◆ Exercise material

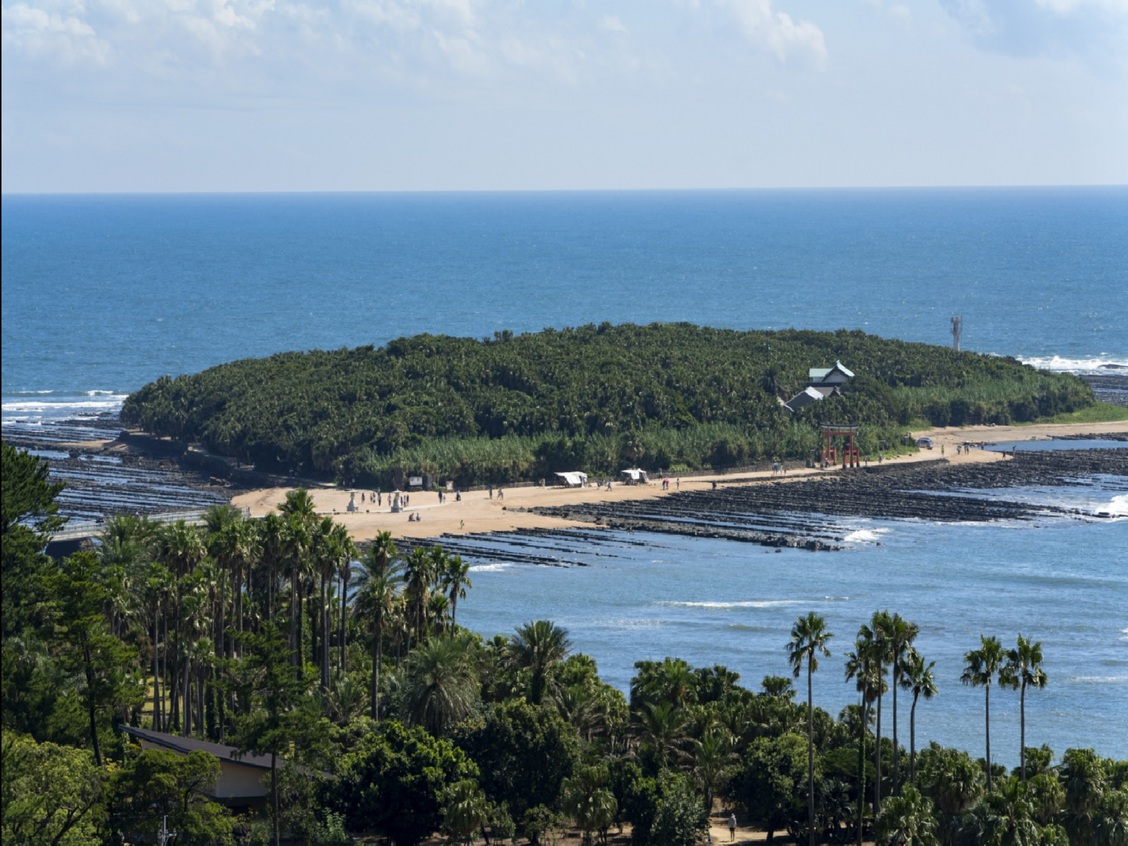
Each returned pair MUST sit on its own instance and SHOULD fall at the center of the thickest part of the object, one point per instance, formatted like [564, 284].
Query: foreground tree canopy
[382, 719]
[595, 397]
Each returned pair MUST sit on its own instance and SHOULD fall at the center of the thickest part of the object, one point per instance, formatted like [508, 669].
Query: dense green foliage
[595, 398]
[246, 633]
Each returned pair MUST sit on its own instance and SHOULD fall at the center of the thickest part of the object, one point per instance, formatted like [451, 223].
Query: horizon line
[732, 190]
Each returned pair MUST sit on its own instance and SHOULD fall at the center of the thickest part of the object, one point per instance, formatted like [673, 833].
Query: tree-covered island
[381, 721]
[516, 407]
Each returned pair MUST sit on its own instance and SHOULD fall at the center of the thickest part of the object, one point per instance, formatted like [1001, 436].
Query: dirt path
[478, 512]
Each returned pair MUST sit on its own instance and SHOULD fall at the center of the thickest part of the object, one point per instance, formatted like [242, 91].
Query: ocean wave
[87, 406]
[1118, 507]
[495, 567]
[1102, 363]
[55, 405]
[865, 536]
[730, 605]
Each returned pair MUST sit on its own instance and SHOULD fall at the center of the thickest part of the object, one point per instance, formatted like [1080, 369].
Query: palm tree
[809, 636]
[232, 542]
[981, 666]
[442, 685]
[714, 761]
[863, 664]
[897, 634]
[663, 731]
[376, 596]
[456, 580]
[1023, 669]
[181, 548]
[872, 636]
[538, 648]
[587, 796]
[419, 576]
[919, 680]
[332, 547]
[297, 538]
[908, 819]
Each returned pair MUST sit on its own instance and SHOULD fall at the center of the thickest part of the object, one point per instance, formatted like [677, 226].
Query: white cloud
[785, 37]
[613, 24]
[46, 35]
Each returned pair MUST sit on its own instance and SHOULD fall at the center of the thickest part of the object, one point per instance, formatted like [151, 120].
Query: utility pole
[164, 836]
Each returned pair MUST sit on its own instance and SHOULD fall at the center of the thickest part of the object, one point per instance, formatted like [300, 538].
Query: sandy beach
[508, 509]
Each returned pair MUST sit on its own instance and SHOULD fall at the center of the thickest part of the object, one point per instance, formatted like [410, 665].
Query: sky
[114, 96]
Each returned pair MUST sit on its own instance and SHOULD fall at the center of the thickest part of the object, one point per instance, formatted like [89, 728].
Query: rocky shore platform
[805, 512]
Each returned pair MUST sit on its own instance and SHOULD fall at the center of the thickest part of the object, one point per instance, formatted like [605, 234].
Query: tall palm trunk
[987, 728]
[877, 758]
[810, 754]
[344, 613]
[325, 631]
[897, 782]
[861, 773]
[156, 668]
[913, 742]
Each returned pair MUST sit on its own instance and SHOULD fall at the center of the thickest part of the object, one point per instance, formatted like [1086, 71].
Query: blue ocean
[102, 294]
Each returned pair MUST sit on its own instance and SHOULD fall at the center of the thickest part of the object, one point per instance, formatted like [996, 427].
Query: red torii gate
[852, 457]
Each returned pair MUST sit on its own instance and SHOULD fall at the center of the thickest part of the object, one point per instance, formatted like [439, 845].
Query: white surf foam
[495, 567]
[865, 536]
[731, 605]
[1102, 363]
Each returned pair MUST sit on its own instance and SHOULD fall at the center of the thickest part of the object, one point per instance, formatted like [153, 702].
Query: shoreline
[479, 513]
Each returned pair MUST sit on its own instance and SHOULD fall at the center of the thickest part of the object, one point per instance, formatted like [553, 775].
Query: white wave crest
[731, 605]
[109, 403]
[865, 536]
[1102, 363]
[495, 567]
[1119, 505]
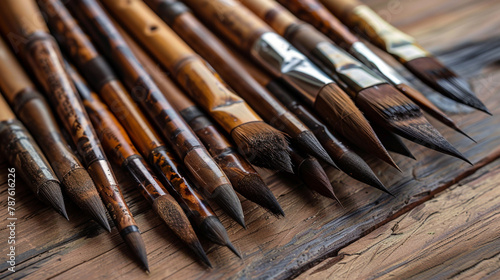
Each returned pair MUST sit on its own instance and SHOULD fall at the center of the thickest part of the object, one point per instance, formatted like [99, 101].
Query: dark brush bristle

◆ Your instructions
Put every entry from the line containing "like [300, 538]." down to the line containing "[1119, 505]", both included, into a two-column CSV with the headers query_text and response, one row per entry. Place each entry's text and its answer in a single quoted field apiece, replacing line breaks with spaces.

◆ Answer below
query_text,response
"Each returned pair MUST sit on its own instance and SHOULD fall at the center of the thickest part of the object, one point per instance, formatted like [300, 538]. Query: sandy beach","[508, 509]"
"Each returned pair MUST sit on its own instance and SHOULD fall at the center of the thickest part of the object, one point per instance, formatted like [410, 665]. Query: sky","[114, 96]"
"Each returned pair MUST sit on its own instance and SHOULD fall at the center of the thickest part of the object, one point per instance, formatted like [89, 728]. Query: rocky shore platform","[805, 512]"
"Each returned pair MUST sit on its own instance and SHOULD fall at the center of the thickest part of the object, one point per instance, formatted like [605, 234]. Query: tall palm trunk","[987, 728] [877, 758] [810, 754] [344, 613] [325, 631] [897, 782] [861, 773] [156, 668] [913, 742]"
"Each returned pair MUST sit on its own instance and SHOULD fall at the center of the thickest part of the object, one point per instance, formatted like [1086, 71]. Query: blue ocean","[102, 294]"
"Each returned pair MUST sit on its own instance and SHOULD fall at the center of the thickest part of the object, one point per instance, formatted like [996, 427]. Query: red torii gate","[852, 457]"
"Each returned pair MUST sit on its own instance and SHOULD fall at the center of the thickest part of the object, one point per instance, formatted like [439, 845]. Query: white surf foam","[495, 567] [865, 536] [731, 605] [1102, 363]"
"Each returned pair MUST sit on its own instance and SHOULD fall at the center of the thickest part of the object, one point per instance, formatted like [153, 702]. Query: shoreline","[479, 513]"
"Each returned pair MUST sit on its own instance and SHOULD fall at the center of the thickest part of the object, one point per instance, formatted like [553, 775]. Query: white wave crest","[731, 605] [109, 403] [865, 536] [1102, 363] [495, 567] [1119, 505]"